TASK PROMPT |
Would you please repeat all of the data exactly, omitting the pictures?
-- Opening Marker --
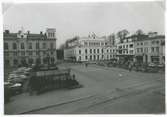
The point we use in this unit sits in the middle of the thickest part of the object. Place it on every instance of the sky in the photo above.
(79, 19)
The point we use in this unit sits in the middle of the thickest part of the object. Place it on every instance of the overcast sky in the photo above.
(72, 19)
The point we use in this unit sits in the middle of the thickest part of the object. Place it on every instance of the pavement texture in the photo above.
(105, 91)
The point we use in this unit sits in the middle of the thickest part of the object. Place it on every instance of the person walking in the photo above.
(130, 66)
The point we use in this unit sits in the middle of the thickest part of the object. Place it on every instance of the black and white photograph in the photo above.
-- Closing Marker --
RESPONSE TO THIS EXERCISE |
The point we use in this unit sits in the middle of the thickest part of the object. Place it on every instance of the sky in the photo above.
(79, 19)
The point we use in this unit sits in the middle of the thickest part of the object. Place it on every instance of the overcast sky in the photo above.
(72, 19)
The point we use in this unit sits in the middle of the thickest part of the object. Place it on every instance of the pavement texture in the photo above.
(105, 91)
The point we use in this unit sits in the middle of the thickest part of the object. Place it on every instance of the person walking in the photo above.
(130, 66)
The point we use in this unit sits in the middle of the thickest part of the object. Place it on every instance of the black and white photograph in the photo above.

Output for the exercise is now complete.